begin DATA FOR PROCESSING
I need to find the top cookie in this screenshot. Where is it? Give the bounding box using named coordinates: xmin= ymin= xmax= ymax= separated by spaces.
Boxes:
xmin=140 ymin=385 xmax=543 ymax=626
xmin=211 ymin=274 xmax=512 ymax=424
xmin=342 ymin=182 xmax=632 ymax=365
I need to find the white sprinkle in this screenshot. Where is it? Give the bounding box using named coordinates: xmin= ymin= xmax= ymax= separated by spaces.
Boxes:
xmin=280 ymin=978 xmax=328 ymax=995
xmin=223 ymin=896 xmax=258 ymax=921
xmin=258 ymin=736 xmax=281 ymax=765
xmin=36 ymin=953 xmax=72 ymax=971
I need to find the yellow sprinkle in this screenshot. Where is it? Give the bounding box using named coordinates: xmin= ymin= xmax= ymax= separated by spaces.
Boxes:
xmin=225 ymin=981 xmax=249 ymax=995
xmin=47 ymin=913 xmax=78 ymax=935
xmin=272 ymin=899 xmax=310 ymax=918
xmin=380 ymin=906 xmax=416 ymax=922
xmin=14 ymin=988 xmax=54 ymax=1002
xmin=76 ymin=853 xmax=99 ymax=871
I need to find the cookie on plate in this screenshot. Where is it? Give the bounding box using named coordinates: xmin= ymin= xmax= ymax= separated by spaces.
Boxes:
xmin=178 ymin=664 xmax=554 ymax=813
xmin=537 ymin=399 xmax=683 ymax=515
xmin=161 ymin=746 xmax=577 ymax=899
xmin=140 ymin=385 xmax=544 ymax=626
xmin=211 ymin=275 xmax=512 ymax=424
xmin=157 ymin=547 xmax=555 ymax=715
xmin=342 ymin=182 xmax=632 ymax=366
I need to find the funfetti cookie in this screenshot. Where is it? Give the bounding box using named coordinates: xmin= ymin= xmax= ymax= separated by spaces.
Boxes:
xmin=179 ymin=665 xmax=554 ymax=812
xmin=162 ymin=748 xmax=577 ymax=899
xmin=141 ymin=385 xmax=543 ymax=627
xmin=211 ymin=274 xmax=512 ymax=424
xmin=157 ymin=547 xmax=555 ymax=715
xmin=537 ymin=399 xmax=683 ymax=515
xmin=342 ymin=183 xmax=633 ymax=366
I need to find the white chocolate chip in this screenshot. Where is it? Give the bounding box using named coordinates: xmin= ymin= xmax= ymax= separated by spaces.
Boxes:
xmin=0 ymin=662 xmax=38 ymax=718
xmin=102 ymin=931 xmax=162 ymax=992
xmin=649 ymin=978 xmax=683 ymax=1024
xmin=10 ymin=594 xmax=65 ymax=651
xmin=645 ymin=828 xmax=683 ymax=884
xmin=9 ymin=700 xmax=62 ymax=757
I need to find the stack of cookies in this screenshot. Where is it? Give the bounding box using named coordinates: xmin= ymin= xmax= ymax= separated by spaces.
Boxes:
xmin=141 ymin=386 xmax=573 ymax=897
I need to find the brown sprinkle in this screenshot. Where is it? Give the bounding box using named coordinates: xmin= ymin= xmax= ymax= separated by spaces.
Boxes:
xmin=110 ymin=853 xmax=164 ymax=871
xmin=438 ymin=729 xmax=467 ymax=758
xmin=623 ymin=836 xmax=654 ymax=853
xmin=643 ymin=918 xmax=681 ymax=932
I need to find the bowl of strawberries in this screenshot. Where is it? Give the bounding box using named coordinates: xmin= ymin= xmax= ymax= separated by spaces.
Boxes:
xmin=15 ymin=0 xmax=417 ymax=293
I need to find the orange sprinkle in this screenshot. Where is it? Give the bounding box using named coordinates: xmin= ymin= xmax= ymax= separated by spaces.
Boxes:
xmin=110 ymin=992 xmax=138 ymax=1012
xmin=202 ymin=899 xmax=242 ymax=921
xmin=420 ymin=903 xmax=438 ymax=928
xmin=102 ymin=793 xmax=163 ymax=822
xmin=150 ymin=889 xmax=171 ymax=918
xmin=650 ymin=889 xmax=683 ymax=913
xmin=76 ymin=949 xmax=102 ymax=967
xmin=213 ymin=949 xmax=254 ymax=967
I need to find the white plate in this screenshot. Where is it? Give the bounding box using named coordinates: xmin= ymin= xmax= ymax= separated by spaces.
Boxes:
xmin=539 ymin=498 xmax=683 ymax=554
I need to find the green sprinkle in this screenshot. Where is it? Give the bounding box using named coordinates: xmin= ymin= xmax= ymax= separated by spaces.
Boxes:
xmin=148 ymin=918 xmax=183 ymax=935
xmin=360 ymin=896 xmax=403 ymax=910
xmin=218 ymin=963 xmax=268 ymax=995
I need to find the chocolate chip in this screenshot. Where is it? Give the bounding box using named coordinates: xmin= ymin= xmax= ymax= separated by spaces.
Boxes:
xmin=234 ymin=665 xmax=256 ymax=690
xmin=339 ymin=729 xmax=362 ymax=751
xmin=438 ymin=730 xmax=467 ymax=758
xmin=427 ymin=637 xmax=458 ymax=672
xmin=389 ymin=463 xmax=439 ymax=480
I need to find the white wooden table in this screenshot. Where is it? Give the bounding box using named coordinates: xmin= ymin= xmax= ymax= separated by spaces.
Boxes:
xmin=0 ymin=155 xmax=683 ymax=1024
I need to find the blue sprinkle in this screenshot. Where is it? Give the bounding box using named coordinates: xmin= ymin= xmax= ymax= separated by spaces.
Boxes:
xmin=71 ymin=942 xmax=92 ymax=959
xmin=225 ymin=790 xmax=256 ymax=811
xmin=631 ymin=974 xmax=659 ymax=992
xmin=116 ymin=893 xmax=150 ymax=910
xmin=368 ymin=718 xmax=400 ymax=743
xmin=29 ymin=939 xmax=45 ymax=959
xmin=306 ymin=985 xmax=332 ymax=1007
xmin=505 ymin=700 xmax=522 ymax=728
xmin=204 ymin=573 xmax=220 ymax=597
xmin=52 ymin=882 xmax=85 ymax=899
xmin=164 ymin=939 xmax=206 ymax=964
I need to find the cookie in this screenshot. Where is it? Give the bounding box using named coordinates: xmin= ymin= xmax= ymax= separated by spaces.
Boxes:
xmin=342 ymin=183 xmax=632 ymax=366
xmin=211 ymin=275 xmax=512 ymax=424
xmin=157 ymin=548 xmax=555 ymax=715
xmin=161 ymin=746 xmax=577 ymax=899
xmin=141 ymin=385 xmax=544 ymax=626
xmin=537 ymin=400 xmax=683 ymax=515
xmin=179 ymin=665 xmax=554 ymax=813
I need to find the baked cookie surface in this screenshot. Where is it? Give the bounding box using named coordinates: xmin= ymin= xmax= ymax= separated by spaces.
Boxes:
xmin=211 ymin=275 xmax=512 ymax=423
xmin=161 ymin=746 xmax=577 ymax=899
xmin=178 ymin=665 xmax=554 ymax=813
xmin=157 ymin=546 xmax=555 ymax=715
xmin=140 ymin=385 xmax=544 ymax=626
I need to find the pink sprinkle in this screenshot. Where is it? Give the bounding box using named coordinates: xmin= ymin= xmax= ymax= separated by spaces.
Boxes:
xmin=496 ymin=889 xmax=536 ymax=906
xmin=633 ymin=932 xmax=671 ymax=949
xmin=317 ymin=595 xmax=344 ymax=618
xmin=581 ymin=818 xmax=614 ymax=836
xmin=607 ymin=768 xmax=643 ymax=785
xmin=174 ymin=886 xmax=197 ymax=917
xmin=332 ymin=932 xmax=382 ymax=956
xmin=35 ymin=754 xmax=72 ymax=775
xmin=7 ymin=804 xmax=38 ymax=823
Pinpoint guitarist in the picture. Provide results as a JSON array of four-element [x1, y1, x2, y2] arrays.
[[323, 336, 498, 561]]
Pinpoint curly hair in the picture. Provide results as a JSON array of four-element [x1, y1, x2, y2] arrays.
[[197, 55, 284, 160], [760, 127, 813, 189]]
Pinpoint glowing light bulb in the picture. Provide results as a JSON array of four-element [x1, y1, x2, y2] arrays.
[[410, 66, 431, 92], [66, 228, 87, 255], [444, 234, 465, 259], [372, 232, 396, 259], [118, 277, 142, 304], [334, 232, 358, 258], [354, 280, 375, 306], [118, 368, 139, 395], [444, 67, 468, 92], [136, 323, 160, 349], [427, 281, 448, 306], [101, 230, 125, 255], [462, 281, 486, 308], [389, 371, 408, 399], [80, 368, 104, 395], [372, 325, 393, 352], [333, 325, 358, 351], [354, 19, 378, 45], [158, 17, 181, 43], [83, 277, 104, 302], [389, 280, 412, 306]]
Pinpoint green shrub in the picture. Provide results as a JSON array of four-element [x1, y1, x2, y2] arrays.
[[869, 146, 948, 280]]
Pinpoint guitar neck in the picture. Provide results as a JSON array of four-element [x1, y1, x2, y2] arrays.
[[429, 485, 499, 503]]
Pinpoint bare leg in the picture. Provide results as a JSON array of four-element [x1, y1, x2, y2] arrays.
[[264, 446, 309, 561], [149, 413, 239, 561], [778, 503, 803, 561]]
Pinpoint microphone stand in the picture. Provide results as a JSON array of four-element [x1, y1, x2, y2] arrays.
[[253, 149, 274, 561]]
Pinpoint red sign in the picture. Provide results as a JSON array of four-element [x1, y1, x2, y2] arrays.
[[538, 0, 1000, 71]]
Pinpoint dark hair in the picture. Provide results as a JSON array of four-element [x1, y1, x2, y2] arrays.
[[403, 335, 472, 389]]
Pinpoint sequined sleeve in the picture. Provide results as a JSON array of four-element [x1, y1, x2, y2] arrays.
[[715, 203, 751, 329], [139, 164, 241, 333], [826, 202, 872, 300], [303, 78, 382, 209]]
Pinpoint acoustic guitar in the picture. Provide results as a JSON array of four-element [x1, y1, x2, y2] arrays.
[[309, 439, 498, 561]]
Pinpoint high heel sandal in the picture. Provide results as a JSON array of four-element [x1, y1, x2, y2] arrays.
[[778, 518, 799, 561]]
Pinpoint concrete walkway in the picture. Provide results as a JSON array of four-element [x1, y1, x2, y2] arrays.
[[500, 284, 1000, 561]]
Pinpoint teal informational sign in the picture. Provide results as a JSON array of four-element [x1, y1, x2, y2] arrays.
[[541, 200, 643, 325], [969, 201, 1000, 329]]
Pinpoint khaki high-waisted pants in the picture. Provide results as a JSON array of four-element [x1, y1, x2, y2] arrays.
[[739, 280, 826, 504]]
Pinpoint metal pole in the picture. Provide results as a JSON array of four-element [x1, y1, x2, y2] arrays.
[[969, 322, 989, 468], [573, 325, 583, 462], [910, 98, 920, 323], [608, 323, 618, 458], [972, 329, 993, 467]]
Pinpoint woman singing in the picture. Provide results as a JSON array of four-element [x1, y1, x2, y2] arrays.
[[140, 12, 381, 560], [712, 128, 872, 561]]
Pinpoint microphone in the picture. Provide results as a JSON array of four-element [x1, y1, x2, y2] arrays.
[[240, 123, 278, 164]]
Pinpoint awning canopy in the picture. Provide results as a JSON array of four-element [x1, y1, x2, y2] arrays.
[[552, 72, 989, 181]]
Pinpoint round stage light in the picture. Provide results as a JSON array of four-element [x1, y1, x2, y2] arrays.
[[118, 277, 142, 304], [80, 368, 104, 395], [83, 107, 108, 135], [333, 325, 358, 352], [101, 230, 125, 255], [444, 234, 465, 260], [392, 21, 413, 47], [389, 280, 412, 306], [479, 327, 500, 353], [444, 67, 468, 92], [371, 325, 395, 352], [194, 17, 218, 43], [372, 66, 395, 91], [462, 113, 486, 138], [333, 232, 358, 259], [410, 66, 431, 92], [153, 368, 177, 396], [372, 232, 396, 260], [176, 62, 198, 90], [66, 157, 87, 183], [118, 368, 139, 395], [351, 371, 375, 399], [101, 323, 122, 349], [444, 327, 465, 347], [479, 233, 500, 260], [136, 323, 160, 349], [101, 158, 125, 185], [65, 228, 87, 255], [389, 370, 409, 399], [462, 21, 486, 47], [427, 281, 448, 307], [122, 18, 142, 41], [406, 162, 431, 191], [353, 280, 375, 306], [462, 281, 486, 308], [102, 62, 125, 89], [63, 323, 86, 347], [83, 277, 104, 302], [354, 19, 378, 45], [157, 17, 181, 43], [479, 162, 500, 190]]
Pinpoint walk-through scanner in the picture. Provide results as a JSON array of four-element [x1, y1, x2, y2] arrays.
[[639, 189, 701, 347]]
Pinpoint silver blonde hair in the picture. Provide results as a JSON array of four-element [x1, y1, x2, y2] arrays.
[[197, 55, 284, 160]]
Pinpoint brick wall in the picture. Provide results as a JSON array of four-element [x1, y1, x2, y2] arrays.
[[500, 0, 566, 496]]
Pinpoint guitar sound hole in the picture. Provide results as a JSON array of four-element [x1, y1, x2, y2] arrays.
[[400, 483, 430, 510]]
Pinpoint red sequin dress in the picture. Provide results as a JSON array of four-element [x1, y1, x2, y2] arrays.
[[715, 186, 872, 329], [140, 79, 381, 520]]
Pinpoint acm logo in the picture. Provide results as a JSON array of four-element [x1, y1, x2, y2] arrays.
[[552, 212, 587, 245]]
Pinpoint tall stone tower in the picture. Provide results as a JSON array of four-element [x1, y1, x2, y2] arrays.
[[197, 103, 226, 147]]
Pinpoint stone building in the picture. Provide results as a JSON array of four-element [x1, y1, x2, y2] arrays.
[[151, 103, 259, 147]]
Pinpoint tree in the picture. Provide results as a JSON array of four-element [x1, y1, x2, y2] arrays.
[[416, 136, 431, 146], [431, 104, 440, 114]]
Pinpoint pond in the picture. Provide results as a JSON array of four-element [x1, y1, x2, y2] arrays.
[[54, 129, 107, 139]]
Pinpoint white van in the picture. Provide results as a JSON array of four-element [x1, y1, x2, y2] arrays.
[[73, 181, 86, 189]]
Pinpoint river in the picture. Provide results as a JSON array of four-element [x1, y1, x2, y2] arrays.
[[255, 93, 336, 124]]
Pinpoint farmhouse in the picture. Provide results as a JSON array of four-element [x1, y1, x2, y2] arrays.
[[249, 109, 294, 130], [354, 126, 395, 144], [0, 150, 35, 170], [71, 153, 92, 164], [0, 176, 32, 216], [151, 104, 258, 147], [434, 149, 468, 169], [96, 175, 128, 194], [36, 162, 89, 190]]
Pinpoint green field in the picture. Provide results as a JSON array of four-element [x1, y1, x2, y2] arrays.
end DATA FOR PROCESSING
• [WHAT IS BEING ASKED] Please copy the records word for word, starting from the first line and continuing up to and including the line containing "xmin=36 ymin=953 xmax=72 ymax=971".

• [THE SOLUTION]
I need to find the top cookie in this screenshot. Where is it? Give the bounding box using named coordinates: xmin= ymin= xmax= ymax= separated by spaces.
Boxes:
xmin=140 ymin=385 xmax=543 ymax=626
xmin=211 ymin=274 xmax=512 ymax=424
xmin=342 ymin=182 xmax=632 ymax=365
I need to find the white sprinkle in this screenshot. Where is it? Give the bounding box using named coordinates: xmin= ymin= xmax= ymax= separated by spaces.
Boxes:
xmin=280 ymin=978 xmax=328 ymax=995
xmin=223 ymin=896 xmax=258 ymax=921
xmin=258 ymin=736 xmax=281 ymax=765
xmin=36 ymin=953 xmax=72 ymax=971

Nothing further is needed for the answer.